*Reading text:*
################
Accordingly, in one aspect, the present invention provides a one-body type rain sensor with a reflection type sensor which is formed of a light emission unit, a second light emission module, a light receiving unit and a control unit and is attached to a vehicle glass so as to detect and differentiate a raindrop, an external object, etc. which fall onto the vehicle glass. The light receiving unit receives light, which is emitted from the light emission unit and then totally reflected off a vehicle glass, and light, which is emitted from the second light emission module and then reflected off a vehicle glass, and outputs signals for the amount of the received light. The control unit analyzes the signals output by the light receiving unit and outputs a control signal to control the driving, operation speed and cycle of a wiper of the vehicle depending on conditions of raindrops and foreign substances.

Other aspects and preferred embodiments of the invention are discussed infra.

The one-body type rain sensor with a reflection type sensor according to the present invention is attached to a vehicle glass so as to detect and differentiate a raindrop, an external object, etc. on the vehicle glass and is configured to generate a signal to control a driving and operation speed and cycle of a vehicle wiper based on the kind, amount and falling cycle of the detected object, and accordingly any damage to the wiper and the wiper motor can be prevented, and it is possible to minimize the unnecessary operations of the wiper.

BRIEF DESCRIPTION OF THE DRAWINGS

The above and other features of the present invention will now be described in detail with reference to certain exemplary embodiments thereof illustrated the accompanying drawings which are given hereinbelow by way of illustration only, and thus are not limitative of the present invention, and wherein:

FIG. 2 is a view schematically illustrating a light travel route based on another example and operation of an internal configuration of a one-body type rain sensor with a reflection type sensor according to the present invention;

FIG. 3 is a view schematically illustrating a light travel route at a light emission module if a raindrop falls down onto a vehicle glass in a one-body type rain sensor with a reflection type sensor according to the present invention; and

FIGS. 4a to 4d are views schematically illustrating light travel routes which change based on the kinds of external objects which have fallen down onto a vehicle glass in a one-body type rain sensor with a reflection type sensor according to the present invention.

It should be understood that the appended drawings are not necessarily to scale, presenting a somewhat simplified representation of various preferred features illustrative of the basic principles of the invention. The specific design features of the present invention as disclosed herein, including, for example, specific dimensions, orientations, locations, and shapes will be determined in part by the particular intended application and use environment.

In the figures, reference numbers refer to the same or equivalent parts of the present invention throughout the several figures of the drawing.

DETAILED DESCRIPTION

It is understood that the term “vehicle” or “vehicular” or other similar term as used herein is inclusive of motor vehicles in general such as passenger automobiles including sports utility vehicles (SUV), buses, trucks, various commercial vehicles, watercraft including a variety of boats and ships, aircraft, and the like, and includes hybrid vehicles, electric vehicles, plug-in hybrid electric vehicles, hydrogen-powered vehicles and other alternative fuel vehicles (e.g. fuels derived from resources other than petroleum). As referred to herein, a hybrid vehicle is a vehicle that has two or more sources of power, for example both gasoline-powered and electric-powered vehicles.
################
*Listing:*

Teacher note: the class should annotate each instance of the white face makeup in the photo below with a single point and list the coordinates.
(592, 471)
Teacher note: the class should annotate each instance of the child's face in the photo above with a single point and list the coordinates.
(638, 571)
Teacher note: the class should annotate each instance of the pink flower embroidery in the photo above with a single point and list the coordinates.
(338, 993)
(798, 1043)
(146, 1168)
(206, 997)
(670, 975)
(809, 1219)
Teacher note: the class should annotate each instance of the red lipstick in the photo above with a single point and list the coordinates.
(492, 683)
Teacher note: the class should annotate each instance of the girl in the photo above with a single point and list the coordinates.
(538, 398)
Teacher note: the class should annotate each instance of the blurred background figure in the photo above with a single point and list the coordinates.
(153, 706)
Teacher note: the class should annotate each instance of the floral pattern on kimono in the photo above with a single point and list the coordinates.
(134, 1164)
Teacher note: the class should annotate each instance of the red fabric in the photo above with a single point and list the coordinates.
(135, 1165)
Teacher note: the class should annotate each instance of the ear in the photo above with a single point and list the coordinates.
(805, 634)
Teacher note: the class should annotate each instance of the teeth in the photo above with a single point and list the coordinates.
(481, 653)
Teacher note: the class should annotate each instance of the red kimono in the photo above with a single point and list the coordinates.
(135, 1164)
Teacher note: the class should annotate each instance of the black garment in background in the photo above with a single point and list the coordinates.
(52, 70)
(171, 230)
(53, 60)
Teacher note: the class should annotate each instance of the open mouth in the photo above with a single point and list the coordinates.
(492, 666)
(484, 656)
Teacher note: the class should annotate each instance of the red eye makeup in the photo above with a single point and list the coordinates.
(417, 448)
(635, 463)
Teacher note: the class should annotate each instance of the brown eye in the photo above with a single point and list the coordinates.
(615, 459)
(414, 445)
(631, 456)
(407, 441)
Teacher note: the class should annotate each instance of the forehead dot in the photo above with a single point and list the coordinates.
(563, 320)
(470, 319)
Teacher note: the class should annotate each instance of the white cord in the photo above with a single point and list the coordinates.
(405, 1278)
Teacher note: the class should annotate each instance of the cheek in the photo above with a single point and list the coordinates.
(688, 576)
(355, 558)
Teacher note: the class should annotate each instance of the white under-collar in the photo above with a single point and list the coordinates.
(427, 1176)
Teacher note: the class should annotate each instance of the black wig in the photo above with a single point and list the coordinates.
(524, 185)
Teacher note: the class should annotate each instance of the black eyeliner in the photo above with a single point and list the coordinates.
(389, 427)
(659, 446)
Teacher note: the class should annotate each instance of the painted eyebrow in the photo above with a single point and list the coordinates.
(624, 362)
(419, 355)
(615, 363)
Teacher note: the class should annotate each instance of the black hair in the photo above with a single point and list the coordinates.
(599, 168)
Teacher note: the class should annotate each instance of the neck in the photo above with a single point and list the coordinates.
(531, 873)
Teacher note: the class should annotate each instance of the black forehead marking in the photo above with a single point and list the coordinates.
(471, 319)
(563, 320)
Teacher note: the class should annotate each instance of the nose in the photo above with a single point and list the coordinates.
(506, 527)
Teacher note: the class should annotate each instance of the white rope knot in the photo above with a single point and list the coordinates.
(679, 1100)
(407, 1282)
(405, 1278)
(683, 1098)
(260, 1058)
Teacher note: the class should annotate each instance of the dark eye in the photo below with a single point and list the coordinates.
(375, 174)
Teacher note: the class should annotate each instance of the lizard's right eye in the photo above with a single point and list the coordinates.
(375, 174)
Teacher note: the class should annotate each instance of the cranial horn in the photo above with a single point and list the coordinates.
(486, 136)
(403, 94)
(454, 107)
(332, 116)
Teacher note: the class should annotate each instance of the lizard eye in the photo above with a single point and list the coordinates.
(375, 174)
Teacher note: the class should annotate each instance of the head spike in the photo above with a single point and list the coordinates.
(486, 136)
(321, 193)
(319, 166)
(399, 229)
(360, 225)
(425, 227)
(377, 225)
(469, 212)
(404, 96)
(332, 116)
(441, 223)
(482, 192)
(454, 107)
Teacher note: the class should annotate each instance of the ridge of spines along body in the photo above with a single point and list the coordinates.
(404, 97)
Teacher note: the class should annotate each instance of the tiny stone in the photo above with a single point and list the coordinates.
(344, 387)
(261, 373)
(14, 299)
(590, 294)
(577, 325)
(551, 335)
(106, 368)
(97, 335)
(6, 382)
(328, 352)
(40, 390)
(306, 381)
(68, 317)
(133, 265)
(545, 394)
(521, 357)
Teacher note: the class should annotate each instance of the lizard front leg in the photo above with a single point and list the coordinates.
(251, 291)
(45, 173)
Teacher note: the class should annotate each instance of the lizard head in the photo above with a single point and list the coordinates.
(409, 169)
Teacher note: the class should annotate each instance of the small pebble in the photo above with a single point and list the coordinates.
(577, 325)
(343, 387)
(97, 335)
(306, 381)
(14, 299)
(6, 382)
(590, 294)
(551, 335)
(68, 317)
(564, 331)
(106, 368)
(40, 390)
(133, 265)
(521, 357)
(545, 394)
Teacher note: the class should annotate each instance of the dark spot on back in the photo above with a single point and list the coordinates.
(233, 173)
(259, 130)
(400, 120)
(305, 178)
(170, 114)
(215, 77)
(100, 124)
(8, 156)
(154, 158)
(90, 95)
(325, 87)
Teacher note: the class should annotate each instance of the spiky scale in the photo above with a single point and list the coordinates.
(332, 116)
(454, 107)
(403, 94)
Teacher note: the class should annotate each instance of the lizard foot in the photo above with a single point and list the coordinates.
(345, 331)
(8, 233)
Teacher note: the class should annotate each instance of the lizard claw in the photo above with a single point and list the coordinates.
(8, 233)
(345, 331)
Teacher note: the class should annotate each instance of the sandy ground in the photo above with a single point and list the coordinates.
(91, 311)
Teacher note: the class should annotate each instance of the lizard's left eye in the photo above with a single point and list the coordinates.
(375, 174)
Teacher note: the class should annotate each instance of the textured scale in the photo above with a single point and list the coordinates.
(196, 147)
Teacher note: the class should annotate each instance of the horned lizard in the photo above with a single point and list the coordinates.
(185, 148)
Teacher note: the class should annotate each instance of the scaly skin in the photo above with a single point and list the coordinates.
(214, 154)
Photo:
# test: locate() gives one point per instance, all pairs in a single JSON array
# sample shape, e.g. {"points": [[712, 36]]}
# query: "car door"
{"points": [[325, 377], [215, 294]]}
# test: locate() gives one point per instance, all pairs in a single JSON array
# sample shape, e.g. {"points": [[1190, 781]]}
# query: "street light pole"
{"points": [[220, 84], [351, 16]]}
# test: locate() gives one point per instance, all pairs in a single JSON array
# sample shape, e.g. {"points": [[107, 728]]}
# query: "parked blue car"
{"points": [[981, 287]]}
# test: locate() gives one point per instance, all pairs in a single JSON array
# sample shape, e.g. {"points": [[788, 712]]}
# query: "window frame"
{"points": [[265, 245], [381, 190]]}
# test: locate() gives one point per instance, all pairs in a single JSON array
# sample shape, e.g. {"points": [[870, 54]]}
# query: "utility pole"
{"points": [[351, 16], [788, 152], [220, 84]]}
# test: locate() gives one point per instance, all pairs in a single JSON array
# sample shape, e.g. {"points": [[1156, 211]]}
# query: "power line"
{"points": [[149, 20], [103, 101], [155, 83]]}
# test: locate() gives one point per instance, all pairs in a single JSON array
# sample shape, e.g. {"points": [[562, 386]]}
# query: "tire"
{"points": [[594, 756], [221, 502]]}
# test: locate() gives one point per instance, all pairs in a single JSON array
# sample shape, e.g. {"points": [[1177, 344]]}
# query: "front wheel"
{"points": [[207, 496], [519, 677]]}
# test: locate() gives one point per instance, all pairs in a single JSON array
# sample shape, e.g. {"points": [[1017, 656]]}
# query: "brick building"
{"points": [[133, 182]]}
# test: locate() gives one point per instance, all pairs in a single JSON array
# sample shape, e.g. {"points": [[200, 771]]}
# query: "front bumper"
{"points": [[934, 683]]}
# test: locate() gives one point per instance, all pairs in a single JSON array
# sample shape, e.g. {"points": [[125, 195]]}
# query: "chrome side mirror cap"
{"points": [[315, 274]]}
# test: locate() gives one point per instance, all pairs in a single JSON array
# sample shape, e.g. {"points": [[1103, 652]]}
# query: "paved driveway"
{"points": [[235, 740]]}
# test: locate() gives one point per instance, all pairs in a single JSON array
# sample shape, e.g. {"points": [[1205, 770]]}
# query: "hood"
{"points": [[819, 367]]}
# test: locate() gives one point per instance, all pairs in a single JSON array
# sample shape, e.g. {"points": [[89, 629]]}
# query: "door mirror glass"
################
*Tasks to carry out:*
1) Answer these questions about the rain sensor text, one answer per line:
(a) Which three things about the wiper does the control unit's control signal govern?
(b) What do FIGS. 4a to 4d illustrate?
(c) How does the text define a hybrid vehicle?
2) Find every line in the entries that contains the word "scale" and copy each of those lines out in full.

*Full solutions:*
1)
(a) The driving, operation speed and cycle of the wiper.
(b) Light travel routes that change based on the kinds of external objects that have fallen onto a vehicle glass.
(c) A vehicle that has two or more sources of power.

2)
Teacher note: the class should annotate each instance of the spiky scale in the photo above with a single point and list the coordinates.
Teacher note: the class should annotate each instance of the textured scale in the photo above with a single point and list the coordinates.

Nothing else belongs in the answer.